**Exercise goal:**
Each record here should be printed again exactly; please leave its pictures out.
Provided data: Begin
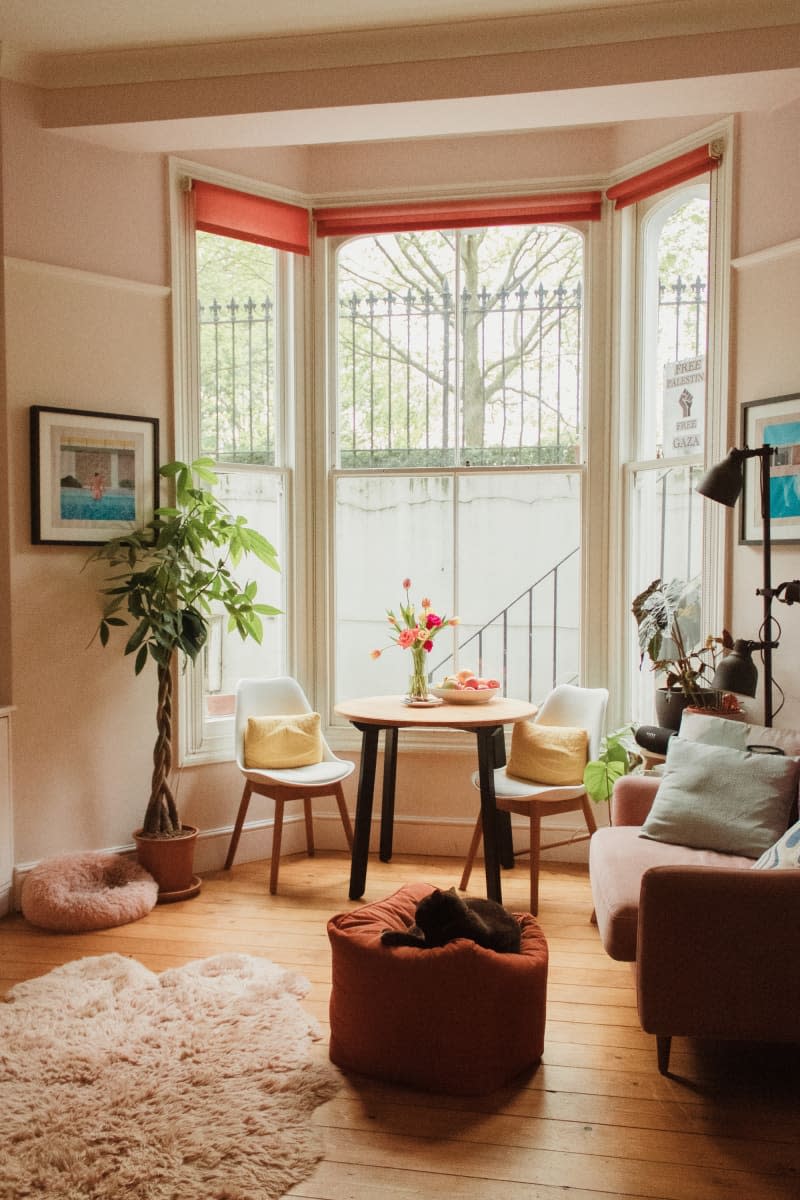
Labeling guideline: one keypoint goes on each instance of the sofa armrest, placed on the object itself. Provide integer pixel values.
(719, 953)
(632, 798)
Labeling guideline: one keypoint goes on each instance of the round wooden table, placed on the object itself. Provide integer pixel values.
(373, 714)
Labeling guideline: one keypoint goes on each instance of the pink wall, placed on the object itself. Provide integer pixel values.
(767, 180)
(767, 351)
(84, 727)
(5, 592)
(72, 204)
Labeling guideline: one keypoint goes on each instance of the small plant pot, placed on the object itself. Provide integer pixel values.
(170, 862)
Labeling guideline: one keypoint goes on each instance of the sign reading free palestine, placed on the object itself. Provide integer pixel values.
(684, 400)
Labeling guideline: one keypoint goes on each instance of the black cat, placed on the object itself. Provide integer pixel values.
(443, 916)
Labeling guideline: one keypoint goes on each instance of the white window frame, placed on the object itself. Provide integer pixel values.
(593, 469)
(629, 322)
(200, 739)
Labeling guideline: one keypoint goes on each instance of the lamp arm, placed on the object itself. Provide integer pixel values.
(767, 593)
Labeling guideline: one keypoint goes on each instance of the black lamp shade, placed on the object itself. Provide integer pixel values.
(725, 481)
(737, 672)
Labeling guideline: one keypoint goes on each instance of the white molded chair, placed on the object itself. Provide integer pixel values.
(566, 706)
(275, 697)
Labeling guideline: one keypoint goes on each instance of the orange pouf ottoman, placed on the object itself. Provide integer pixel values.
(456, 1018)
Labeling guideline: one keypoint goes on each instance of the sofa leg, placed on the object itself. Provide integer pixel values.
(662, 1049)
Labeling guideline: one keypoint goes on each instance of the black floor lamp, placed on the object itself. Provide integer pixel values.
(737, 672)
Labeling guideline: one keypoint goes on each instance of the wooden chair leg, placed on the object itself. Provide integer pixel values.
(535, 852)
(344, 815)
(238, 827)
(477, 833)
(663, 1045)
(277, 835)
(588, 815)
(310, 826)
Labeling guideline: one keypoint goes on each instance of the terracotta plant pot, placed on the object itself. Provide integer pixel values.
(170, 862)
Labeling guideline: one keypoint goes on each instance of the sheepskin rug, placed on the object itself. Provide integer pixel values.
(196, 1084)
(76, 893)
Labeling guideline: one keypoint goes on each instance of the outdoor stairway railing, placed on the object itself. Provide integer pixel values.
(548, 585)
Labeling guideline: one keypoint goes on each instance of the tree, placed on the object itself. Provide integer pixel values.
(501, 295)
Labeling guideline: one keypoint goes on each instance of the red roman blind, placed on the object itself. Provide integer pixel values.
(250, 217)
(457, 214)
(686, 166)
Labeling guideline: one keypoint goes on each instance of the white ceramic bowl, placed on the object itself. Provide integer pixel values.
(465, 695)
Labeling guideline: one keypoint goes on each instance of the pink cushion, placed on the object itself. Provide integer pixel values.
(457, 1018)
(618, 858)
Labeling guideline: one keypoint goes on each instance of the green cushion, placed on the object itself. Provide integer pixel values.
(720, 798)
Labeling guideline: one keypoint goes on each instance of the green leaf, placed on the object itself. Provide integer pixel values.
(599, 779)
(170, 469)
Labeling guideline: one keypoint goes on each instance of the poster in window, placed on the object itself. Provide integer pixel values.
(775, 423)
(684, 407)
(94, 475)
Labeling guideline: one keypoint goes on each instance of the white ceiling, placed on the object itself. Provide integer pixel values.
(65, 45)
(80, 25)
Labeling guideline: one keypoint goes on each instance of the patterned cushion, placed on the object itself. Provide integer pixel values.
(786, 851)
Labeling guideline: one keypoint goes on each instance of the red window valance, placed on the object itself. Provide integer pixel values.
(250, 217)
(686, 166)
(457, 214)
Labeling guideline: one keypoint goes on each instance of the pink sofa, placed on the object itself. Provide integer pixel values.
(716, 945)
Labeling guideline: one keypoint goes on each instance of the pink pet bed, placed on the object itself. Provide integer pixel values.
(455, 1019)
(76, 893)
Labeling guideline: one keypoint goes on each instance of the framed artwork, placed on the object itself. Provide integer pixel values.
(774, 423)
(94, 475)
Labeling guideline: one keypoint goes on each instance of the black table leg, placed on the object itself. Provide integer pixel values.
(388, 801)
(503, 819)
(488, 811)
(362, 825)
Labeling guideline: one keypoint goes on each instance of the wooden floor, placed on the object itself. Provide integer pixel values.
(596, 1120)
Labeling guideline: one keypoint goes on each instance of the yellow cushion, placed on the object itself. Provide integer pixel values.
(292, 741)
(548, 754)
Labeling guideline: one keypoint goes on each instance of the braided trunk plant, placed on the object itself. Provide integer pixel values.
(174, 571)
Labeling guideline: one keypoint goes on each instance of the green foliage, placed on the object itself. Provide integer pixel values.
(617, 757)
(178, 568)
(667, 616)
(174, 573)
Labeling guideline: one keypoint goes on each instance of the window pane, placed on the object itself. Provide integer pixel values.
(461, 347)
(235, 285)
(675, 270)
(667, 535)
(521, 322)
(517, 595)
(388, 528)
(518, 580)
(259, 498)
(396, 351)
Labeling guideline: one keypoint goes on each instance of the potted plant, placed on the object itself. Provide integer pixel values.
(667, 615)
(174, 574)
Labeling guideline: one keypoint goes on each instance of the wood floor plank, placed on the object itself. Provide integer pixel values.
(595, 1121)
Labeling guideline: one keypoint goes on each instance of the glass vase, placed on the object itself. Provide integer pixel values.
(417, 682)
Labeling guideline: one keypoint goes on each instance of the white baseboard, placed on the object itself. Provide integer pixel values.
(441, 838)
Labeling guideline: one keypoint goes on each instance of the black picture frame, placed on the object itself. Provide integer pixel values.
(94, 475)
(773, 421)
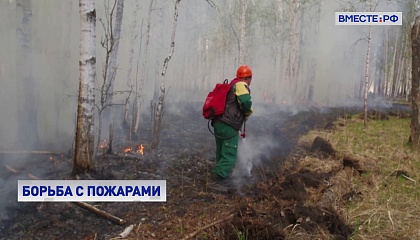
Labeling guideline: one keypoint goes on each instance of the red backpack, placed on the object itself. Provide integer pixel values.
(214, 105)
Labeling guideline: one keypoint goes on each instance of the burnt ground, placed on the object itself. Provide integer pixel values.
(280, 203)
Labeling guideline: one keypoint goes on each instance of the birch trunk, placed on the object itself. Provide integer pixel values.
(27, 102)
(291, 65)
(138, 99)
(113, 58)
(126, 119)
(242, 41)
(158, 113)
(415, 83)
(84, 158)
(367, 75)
Provided data: End
**Reply:**
Labeling guideline: one keypoint goes on each instance of the sofa armrest, placed on the object itself. Provide integer pixel values.
(719, 953)
(632, 798)
Labeling guideline: one keypoint goes on each instance of the round wooden table, placed on the object itself. Provide integer pixel values.
(373, 714)
Labeling guideline: one keypoint goes on each instance of the pink wall, placed on the object itself. Provide integer pixel values.
(767, 180)
(767, 351)
(84, 727)
(5, 592)
(72, 204)
Labeling guideline: one keypoint goes on each instance of the small plant pot, placed on the object itself. Provide integer pixel values.
(170, 862)
Labeling guideline: one keypoint goes on each instance of the sign reading free palestine, placed on the object itself. Provide integer pixel values.
(684, 400)
Labeling guideline: one keypoint goes on each instance of the black cat, placed on the object itself. Provide integer pixel values.
(443, 916)
Labeling guideline: one keypoint goes on each instance of the white window frame, placed on the object itself. Provide integer pixel values.
(593, 469)
(629, 322)
(200, 739)
Labeling guideline: one keypoint goes on each instance of the lamp arm, placed on the object itself. Provide integer pixel values.
(767, 593)
Labeling guideline: one keypoint goes on each instance of the black lamp shade, placed on the object itself. Provide integer pixel values.
(725, 481)
(737, 672)
Labeling guideline: one keypoint goes on each instance of the white molded chair, placed on the object itself. Provide integer pixel values.
(566, 706)
(275, 697)
Labeling guideline: one keypoint goes on each instance of the orange pouf ottoman, placed on the object itself. Provide integer pixel values.
(456, 1018)
Labeling guideline: one keypoint goes on each instance of the sofa leg, placed on the object itself. Provide integer pixel values.
(662, 1049)
Labeling guideline: one keypoint goes on each instance of the black floor lamp, placed on the object itself. Provide integer pixel values.
(737, 672)
Labeling guideline: one keypoint goes on each instance of the wooden chair leg, placed on the object itself. Provide integer pixel values.
(535, 852)
(344, 815)
(238, 827)
(477, 833)
(663, 1045)
(277, 835)
(588, 815)
(310, 826)
Labeling guideline: one keypoint goes on each instance of the terracotta plant pot, placed on the object itself. Provide integer pixel values.
(170, 862)
Labeling guideline: one keypoint goes on each instance of the sheepskin rug, placed on the object itself. Provide integer pixel values.
(196, 1084)
(76, 893)
Labeling guideline: one keypoint goes on each instance of the outdoor stairway railing, placed on the object itself. Provide integer pixel values.
(548, 585)
Labeling guideline: one keypoint goes on each instance of the tree, placed on the object itself. Provide integer pixel values.
(501, 295)
Labeling guideline: one keypoint goes on each instance of the red roman blind, placed on the object itself. Provide integer pixel values.
(250, 217)
(457, 214)
(686, 166)
Labeling guideline: one keypoint goes on each instance of the white ceramic bowl, placed on the object itself. Provide integer pixel values.
(465, 695)
Labeling guideline: one keypoint goes on each instance of the pink cushion, placed on the object itself. Provide integer pixel values.
(457, 1018)
(618, 858)
Labeling guideline: one keypoint goes on each instance of the green cushion, placed on the object itself. Provide integer pixel values.
(720, 798)
Labeling guideline: one keypoint goes on each instance of the green leaf, placed on the object itself. Provide integer pixel values.
(599, 779)
(170, 469)
Labeling guideline: one keypoint goes on each instance of the poster in window, placed on the object itself. Provide integer pixel values.
(775, 423)
(684, 407)
(94, 475)
Labeling guideline: one keypoint goes on each instance of the white ceiling, placed on the object itself. Provide integer pixel values.
(65, 45)
(80, 25)
Labeling guideline: one keypoint goes on each instance of the patterned cushion, placed on the object itself. Provide integer pixel values.
(786, 851)
Labeling guideline: one keypoint goes on each instance of the red window valance, placed on the object itself. Provide integer pixel values.
(250, 217)
(686, 166)
(457, 214)
Labeling guideline: one keypoint goes on each instance of the pink sofa, placed on the object itself. Provide integer pixel values.
(716, 945)
Labeling guideline: one keypoint goes on each instance of the pink pet bed, placed on the object itself. Provide integer pixel values.
(455, 1019)
(76, 893)
Labeling guideline: one keypoint goes on each instance of the framed artwork, placed on the object itself. Provide integer pixel values.
(774, 423)
(94, 475)
Labeling guideline: one keypoint goes on each instance of the black table leg, placed on the object itself. Provide integer pixel values.
(388, 801)
(503, 819)
(488, 811)
(362, 825)
Labeling guideline: one keypoint goes on each instance of the wooden floor, placed on the object itself. Provide integer pixel values.
(596, 1120)
Labeling guideline: one keypoint goes on each instance of the yellow cushion, placed on the object itself. Provide integer pixel values.
(292, 741)
(548, 754)
Labeling guideline: one keypoint goes on each instance of the braided trunk plant, placed on the object itself. Provide integer pixel values.
(174, 571)
Labeling guideline: one keypoint goes on each instance of the green foliage, placed on the object itself. Provide integer pixel values.
(617, 757)
(178, 568)
(667, 616)
(174, 573)
Labeling guideline: one keypoint goes on each instance of the window pane, placed on the object itself. Provide integer pixel values.
(461, 347)
(235, 285)
(675, 270)
(667, 535)
(521, 322)
(517, 595)
(388, 528)
(518, 580)
(259, 498)
(396, 351)
Labeling guideline: one keypoint goes on each instance of the potted plant, placed on the object itself. Provide integer pixel values.
(667, 615)
(174, 574)
Labeling guideline: one keypoint goes on each instance of the wood floor plank, placed on the object itself. Provide integer pixel values.
(595, 1121)
Labeling guideline: one keypoint goes on each instance of the glass vase, placed on the object itself. Provide integer pixel values.
(417, 682)
Labeling guideline: one keypoint goes on each instance of the white baseboard, placed on the object itself. Provide integer pixel values.
(441, 838)
Labeling guideline: one keypoint goes on each instance of the black picture frame, placed on the object itself. Provide integer pixel values.
(94, 475)
(773, 421)
Labeling guideline: one keypoint goes on each instance of the red backpack, placed on the object itself. Provide integer pixel values.
(214, 105)
Labeling guideline: one keypoint goes on each instance of the burnt ground, placed on the object itself. Provide integer pixel values.
(280, 203)
Labeling guideline: one keypoint goes on each instance of the birch trunk, placed on the object itself. Provide integer pixel values.
(27, 102)
(291, 65)
(138, 99)
(113, 58)
(126, 119)
(242, 41)
(158, 113)
(415, 83)
(84, 158)
(367, 75)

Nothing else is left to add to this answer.